### Direction:
Pull out each line of the records below that contains the word "Target". Uppercase and lowercase count as different.

### Data supplied:
--- BEGIN ---
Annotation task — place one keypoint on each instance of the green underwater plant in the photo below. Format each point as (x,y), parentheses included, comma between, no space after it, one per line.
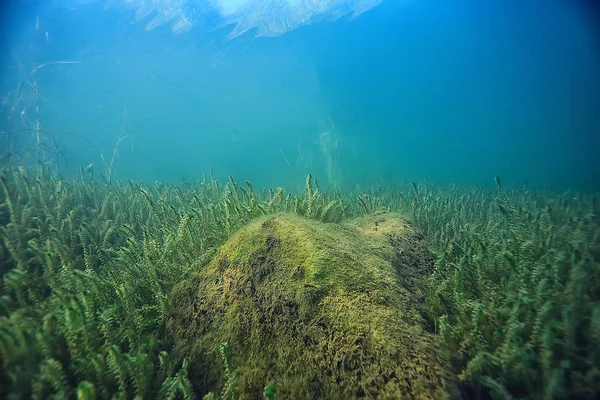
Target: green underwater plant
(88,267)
--- END ---
--- BEGIN ---
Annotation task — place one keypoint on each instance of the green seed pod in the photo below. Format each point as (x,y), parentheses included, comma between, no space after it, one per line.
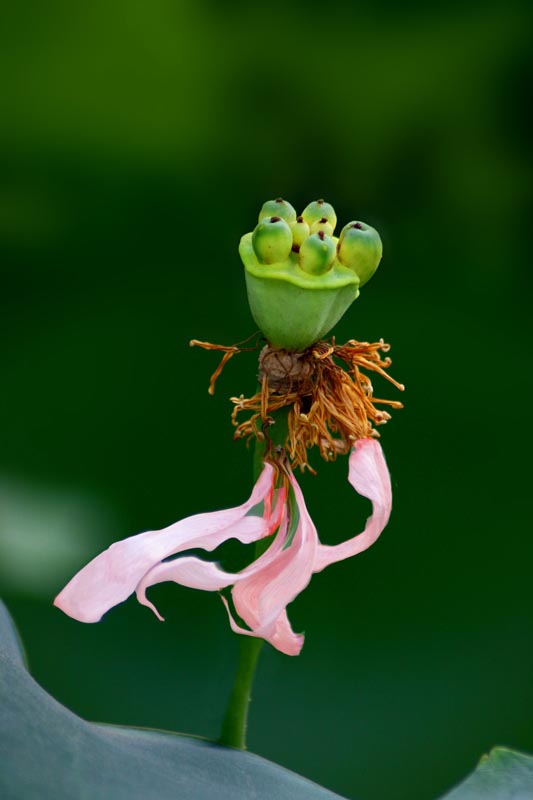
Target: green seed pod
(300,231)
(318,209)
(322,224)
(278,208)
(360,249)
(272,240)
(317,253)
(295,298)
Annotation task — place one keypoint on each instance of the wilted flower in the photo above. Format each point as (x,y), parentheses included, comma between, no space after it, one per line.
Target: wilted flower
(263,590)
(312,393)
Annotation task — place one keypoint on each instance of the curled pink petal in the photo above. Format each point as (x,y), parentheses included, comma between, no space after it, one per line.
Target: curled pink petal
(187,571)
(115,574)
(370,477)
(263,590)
--- END ---
--- BEGIN ---
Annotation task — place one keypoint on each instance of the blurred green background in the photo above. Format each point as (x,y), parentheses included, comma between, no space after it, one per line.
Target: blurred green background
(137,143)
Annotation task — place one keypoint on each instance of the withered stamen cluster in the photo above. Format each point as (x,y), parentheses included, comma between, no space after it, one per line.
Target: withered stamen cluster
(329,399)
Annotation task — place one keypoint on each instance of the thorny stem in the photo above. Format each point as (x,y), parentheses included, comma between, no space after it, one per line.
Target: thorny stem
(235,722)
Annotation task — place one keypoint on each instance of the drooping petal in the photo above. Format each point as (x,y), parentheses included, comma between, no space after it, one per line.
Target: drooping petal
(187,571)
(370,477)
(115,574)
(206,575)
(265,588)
--- END ---
### Task output:
Target: green underwater plant
Target: green seed pod
Target: wilted flower
Target: curled pink petal
Target: blurred green background
Target: withered stamen cluster
Target: thorny stem
Target: drooping petal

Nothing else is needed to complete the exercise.